(Exercise data)

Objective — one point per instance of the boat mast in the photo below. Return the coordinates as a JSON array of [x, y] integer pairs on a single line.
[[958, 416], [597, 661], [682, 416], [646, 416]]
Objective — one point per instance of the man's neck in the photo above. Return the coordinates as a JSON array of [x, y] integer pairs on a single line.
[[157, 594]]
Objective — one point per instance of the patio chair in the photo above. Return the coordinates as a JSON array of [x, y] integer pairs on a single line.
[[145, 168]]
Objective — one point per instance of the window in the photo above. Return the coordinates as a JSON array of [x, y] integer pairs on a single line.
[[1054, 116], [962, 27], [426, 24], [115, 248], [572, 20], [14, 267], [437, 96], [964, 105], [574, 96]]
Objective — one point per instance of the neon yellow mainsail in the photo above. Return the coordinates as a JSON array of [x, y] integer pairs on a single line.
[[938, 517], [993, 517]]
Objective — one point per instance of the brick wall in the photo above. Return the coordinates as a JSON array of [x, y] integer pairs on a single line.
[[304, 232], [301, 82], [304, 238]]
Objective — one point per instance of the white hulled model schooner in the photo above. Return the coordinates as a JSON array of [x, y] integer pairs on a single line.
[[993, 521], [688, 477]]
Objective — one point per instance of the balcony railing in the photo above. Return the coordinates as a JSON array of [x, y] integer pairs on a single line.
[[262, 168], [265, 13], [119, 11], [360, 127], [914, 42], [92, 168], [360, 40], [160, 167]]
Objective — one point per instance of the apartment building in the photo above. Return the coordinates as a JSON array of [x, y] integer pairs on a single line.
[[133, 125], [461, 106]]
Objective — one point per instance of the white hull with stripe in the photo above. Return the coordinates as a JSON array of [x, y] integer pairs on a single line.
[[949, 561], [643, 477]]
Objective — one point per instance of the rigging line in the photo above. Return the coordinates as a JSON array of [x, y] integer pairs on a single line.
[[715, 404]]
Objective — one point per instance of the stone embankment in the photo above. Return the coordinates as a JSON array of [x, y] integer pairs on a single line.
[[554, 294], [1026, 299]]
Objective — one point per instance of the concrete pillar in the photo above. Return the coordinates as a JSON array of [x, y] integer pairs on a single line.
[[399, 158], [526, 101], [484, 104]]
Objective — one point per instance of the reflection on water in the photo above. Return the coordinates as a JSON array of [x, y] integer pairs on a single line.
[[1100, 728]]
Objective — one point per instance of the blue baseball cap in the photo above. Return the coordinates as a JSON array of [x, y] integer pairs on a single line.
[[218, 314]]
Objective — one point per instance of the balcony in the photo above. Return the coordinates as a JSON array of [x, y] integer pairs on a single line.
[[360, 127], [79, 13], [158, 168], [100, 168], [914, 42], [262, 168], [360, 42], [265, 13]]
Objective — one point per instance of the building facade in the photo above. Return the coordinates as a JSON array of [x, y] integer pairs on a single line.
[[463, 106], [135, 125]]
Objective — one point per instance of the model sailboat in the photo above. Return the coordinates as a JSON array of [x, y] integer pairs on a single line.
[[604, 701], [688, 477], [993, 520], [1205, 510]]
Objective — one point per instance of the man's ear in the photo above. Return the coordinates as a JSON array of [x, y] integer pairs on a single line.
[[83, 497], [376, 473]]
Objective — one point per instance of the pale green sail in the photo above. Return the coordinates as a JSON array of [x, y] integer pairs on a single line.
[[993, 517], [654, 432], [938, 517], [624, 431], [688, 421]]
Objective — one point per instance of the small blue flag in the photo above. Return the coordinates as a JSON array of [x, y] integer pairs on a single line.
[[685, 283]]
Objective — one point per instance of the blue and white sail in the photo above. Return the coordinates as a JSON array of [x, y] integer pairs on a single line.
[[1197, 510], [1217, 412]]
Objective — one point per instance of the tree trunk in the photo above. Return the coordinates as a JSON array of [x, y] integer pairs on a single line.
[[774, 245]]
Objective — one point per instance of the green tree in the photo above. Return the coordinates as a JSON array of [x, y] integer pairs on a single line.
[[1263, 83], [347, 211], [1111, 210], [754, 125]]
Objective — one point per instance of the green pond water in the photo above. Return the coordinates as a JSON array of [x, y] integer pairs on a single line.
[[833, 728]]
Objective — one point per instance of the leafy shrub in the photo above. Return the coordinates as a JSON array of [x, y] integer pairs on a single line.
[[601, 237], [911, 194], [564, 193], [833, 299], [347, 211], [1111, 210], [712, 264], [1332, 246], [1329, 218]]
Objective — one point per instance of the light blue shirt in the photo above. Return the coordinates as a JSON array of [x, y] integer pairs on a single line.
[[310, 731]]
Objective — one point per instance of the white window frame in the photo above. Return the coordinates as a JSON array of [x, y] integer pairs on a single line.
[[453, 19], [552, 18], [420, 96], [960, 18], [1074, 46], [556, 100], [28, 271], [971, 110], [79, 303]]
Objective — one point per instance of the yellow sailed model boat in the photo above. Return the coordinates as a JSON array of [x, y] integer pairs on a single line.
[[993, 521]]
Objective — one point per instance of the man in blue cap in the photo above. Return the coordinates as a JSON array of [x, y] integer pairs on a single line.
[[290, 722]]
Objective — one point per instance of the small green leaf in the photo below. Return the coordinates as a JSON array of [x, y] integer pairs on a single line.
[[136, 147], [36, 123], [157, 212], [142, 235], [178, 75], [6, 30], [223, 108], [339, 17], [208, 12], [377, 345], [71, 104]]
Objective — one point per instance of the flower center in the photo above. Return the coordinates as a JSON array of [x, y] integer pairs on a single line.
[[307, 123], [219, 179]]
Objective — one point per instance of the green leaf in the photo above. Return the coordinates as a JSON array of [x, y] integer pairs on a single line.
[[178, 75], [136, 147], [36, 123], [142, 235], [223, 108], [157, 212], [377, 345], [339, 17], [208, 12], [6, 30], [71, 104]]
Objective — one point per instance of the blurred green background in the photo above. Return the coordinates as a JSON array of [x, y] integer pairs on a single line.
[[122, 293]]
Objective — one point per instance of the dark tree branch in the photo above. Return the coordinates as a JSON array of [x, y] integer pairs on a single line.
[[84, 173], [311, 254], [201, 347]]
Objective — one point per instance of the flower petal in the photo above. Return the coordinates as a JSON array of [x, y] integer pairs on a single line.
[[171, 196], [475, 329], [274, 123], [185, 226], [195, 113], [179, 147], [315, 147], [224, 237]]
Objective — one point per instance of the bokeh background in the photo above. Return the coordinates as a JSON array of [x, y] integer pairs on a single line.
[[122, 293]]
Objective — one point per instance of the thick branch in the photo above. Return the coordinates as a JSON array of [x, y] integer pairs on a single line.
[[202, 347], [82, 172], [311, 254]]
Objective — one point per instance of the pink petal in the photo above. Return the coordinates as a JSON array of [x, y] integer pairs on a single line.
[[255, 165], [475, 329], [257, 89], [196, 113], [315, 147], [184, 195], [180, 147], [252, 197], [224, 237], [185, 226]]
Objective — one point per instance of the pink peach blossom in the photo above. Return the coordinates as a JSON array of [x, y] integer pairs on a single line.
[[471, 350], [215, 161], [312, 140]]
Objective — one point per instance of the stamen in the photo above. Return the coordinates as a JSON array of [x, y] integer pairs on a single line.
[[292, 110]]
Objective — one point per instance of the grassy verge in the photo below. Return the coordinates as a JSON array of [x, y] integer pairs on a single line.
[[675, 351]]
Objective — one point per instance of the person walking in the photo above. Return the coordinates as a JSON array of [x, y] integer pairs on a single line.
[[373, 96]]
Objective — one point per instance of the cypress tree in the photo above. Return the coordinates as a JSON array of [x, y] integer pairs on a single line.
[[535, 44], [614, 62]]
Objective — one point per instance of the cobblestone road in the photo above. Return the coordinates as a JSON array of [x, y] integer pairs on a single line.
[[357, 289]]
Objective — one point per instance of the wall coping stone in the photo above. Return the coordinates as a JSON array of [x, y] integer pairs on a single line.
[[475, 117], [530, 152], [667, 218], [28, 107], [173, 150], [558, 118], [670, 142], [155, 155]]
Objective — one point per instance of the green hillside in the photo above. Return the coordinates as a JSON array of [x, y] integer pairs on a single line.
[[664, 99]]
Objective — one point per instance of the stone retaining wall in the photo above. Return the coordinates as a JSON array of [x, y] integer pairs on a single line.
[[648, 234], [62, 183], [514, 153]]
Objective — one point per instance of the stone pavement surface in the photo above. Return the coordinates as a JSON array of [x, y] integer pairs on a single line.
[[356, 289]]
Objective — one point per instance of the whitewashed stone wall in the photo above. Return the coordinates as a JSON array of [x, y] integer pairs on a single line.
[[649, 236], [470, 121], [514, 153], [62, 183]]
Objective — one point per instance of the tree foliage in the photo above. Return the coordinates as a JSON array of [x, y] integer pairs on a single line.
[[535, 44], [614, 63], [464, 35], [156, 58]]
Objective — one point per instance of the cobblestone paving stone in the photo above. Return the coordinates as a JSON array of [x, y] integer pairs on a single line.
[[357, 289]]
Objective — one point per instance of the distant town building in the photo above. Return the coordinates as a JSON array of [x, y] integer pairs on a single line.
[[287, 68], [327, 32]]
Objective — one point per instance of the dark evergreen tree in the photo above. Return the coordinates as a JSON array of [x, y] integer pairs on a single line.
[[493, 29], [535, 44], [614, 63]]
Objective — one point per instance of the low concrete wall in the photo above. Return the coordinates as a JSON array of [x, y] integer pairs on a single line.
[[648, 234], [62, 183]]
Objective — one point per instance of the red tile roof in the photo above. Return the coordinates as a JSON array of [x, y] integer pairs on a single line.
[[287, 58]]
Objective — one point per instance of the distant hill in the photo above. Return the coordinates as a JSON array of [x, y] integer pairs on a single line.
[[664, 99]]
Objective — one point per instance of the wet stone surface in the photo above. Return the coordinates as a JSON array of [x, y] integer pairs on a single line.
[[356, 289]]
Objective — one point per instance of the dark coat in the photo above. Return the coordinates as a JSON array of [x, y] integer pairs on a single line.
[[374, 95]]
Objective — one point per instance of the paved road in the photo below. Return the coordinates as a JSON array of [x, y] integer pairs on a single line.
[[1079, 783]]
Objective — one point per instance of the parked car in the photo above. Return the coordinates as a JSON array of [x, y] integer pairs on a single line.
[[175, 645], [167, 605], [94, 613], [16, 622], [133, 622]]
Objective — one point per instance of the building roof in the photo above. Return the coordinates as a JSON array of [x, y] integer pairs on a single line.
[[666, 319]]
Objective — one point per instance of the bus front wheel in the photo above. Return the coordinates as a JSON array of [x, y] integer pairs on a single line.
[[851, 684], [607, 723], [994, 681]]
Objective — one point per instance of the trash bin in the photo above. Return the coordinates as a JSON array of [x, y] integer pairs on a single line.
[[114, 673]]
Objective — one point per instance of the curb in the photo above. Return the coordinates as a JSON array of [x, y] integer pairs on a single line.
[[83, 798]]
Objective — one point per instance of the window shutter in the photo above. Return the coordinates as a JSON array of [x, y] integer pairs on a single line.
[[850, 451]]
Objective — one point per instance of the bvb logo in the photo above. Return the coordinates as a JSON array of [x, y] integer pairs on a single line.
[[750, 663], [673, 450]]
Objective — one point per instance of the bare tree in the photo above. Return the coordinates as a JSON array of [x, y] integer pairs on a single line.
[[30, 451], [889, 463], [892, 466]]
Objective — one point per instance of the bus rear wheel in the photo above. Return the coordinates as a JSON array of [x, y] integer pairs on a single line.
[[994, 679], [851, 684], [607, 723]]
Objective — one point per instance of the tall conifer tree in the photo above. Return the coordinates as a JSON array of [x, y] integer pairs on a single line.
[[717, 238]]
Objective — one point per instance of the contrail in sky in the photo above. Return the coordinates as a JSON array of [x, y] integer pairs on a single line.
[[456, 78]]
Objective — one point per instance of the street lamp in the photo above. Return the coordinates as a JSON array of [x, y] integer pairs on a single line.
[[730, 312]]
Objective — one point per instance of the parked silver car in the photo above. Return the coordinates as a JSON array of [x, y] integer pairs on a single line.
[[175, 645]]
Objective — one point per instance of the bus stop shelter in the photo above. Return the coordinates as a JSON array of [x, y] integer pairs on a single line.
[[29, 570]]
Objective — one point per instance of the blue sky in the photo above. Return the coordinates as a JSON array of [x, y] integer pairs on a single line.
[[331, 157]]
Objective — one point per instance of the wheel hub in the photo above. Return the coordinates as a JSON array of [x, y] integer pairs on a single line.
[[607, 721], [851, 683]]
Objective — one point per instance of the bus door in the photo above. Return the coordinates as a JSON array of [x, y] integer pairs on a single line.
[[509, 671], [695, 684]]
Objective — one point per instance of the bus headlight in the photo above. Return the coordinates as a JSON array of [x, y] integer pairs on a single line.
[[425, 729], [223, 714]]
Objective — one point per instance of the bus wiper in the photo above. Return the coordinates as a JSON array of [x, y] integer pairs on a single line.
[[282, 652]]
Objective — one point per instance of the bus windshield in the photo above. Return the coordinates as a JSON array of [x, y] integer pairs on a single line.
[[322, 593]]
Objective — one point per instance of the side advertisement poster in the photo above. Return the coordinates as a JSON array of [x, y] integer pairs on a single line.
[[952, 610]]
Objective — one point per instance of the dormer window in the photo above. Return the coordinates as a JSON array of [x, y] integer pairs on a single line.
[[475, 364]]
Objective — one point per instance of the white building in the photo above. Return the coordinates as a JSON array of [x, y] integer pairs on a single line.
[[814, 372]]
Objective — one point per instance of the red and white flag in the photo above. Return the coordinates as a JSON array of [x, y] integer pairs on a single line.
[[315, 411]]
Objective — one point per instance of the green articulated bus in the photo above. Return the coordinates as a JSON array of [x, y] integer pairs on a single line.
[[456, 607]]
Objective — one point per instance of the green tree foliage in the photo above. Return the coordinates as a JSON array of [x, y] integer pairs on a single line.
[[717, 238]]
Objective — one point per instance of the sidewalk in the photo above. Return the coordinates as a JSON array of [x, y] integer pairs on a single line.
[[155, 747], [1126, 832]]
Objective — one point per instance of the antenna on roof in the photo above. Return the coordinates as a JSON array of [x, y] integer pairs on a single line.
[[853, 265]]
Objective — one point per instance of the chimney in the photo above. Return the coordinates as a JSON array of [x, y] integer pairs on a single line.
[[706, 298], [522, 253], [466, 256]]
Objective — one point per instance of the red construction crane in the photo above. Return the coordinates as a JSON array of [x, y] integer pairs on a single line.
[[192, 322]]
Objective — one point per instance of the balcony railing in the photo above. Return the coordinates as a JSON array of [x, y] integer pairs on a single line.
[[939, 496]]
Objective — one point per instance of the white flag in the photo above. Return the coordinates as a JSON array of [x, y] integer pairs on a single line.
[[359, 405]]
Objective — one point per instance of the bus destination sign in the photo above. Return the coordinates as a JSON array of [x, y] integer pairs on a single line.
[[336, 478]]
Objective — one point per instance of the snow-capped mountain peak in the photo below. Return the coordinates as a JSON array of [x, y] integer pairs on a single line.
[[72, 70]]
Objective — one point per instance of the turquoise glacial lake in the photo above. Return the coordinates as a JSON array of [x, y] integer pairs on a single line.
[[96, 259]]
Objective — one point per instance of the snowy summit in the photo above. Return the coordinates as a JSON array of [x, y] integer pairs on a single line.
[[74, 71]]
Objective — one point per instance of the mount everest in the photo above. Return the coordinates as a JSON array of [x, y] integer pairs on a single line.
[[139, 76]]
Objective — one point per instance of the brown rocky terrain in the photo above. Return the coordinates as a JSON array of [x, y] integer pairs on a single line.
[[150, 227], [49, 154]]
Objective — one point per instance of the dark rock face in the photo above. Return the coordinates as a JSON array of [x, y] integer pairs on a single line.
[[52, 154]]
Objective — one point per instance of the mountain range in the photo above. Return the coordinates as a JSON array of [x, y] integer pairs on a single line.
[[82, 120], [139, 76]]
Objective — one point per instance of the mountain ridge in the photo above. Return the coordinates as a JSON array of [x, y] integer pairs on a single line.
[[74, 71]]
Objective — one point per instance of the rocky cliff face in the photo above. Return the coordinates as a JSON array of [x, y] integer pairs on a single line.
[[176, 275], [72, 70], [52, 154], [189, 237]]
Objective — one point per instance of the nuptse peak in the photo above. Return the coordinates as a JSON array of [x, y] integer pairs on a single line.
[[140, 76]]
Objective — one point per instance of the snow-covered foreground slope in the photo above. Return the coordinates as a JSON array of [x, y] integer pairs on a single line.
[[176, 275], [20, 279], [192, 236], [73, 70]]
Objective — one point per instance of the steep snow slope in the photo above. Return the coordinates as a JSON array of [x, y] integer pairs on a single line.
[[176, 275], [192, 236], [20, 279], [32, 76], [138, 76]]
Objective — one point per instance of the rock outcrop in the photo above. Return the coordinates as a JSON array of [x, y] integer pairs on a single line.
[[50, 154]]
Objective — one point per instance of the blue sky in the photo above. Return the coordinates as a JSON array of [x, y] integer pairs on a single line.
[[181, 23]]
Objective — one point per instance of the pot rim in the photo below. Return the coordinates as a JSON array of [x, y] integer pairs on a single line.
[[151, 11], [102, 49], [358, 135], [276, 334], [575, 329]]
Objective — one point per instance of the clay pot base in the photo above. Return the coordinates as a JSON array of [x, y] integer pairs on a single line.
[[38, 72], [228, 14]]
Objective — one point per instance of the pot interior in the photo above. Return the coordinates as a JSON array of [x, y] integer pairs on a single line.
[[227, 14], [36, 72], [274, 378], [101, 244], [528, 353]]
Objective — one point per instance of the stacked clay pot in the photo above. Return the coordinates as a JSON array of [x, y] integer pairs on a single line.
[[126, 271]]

(Problem details) Format the data, starting with the line containing "Objective — one point per instance of the white building" and going on through the line containing "[[814, 372]]", as a two-column CSV with the headers instruction and coordinates. Each row pairs a text with the answer that follows it, each in one quoted field with any line breaks turned into spaces.

(Solution)
instruction,coordinates
"Objective — one point per instance of the white building in the photo above. Return the coordinates as a JSON array of [x, y] integer pairs on a single line.","[[814, 372]]"